Copy the entries below verbatim, omitting any pictures they contain.

(Image-grounded pointing data)
§ §
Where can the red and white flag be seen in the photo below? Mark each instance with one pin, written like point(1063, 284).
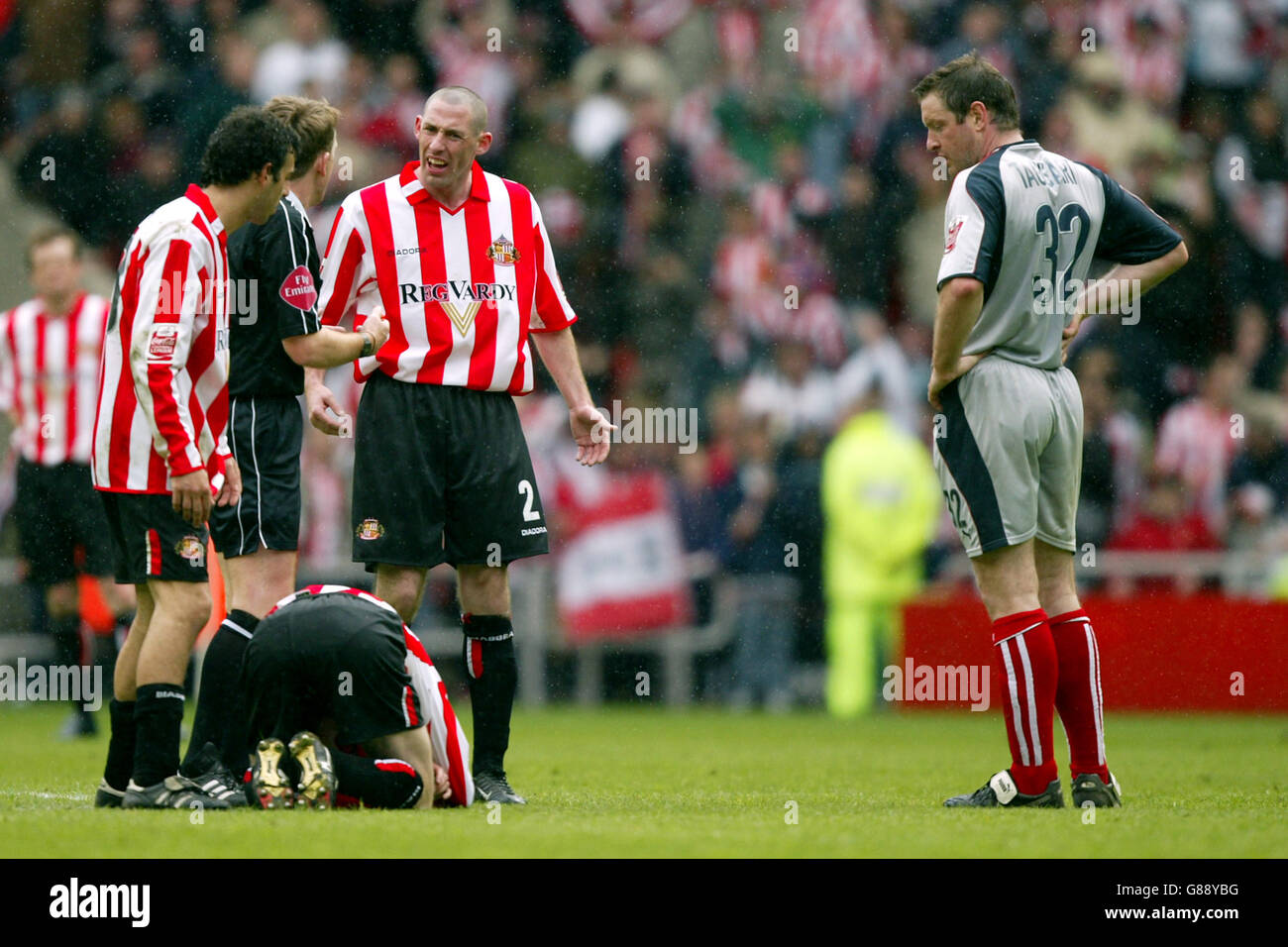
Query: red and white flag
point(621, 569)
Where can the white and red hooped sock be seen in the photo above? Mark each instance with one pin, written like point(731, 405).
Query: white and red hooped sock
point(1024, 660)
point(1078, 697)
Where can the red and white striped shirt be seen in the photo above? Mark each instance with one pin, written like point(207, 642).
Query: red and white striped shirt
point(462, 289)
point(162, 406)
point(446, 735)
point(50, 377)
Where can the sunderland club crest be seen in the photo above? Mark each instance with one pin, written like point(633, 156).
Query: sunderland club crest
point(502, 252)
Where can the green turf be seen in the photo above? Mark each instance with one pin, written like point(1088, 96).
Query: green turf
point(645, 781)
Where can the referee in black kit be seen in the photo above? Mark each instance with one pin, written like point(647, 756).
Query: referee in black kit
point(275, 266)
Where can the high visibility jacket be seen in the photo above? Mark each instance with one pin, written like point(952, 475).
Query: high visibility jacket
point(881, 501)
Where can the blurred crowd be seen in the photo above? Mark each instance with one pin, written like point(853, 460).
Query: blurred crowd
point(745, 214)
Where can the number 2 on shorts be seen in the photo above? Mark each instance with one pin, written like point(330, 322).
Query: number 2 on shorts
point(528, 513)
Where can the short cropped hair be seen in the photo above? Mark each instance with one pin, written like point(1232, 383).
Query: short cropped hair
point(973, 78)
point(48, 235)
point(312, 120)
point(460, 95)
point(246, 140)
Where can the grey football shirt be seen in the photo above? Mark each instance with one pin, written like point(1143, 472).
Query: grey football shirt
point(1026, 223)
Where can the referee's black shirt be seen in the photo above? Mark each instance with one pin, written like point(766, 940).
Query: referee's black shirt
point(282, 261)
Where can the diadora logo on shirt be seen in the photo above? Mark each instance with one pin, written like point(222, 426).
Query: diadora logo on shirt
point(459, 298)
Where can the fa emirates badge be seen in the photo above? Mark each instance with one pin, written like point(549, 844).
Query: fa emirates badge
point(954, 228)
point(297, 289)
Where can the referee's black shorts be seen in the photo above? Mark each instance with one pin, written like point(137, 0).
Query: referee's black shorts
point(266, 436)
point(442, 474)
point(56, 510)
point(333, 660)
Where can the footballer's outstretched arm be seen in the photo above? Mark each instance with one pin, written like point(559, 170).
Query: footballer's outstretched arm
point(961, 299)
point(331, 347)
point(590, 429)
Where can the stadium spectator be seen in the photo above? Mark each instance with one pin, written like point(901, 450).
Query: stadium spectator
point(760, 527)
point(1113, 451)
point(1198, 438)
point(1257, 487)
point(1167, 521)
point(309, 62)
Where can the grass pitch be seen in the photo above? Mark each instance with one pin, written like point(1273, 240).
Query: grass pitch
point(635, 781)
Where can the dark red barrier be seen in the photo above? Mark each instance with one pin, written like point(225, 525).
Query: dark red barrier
§ §
SOLUTION TO THIS PROBLEM:
Where can the red and white flag be seen in the photo below? Mark each instance with one pin, written like point(1063, 284).
Query: red and white flag
point(621, 569)
Where can the white and red hooped sock be seen in the photo above? Mark each instance with one pin, written like point(731, 405).
Query: white and red hooped sock
point(1024, 660)
point(1078, 697)
Where can the red and white striped shirt be seen in the photo above? Mark each instance with one pin, written like point(207, 642).
Query: red and white striped shirt
point(462, 289)
point(162, 406)
point(446, 735)
point(50, 377)
Where can the sunderland club crest be seen in the photo above? Mark each instance with one pin, written like point(633, 156).
Query: sunderland club crest
point(502, 252)
Where can the green turf be seen in the photo above? Mark each instance with one pin, written like point(1088, 96).
Query: green turf
point(645, 781)
Where can the referee in black kit be seen in the photo above? Mark each instance with one pin, written like point(647, 756).
Query: referee in black kit
point(275, 266)
Where can the high visibility jacket be seen in the photo above? Mark each instance with one pin, written like point(952, 475).
Query: high visibility jacket
point(881, 501)
Where can the blurred crowd be seen in the photo above? Mark each instance with one pin, written like point(853, 460).
Query: blurred crowd
point(745, 214)
Where can the number 2 on shorts be seen in the photo above? Mark each instance with one pin, written like point(330, 322).
Query: number 2 on shorts
point(528, 513)
Where can the short cropped hair be seen in the photo above? Mark each instance with one pin, written like point(1232, 383).
Query: short cropped hair
point(973, 78)
point(48, 235)
point(312, 120)
point(460, 95)
point(246, 140)
Where can the grey football shirt be seen in the photo above? Mark each instance with one pin, written like point(1143, 472).
Query: grey football shirt
point(1026, 223)
Where can the referee's black shirt be seen in the photo above? Mark each instance with one pin, written like point(766, 940).
Query: referee's black shirt
point(282, 261)
Where can the diadora logo on shirt be seen in the photo above? Mark each instance with one pin, written like point(222, 426).
Query: diadora logo on shirt
point(459, 298)
Where can the fa emirates badge be seen in the photo above? Mark each instance with one pin, written like point(549, 844).
Query: fa emirates badge
point(954, 228)
point(297, 289)
Where can the referee's black shorts be seen in the photo above? Mark each instance with one pin, written like point(137, 0).
Query: referee's black shorts
point(266, 436)
point(442, 474)
point(56, 510)
point(333, 660)
Where can the footballer's outstretched arm be seen in the photo above? Mark each instance with one pin, written like point(559, 170).
Query: footballer's outstretched arm
point(961, 299)
point(331, 347)
point(590, 429)
Where can the stadium spectator be seen in the photo above? Mark each instance with one pin, written like point(901, 450).
Query: stadium spectator
point(760, 527)
point(1113, 451)
point(1198, 438)
point(1257, 487)
point(1167, 521)
point(309, 62)
Where can the grass pitch be seen in the photo above? Mark each instance with one pin, written like point(1273, 240).
Query: grass pitch
point(635, 781)
Where can the dark red barrier be seen in the photo above? Mark each instance with one pin, written like point(225, 525).
Query: dark red barrier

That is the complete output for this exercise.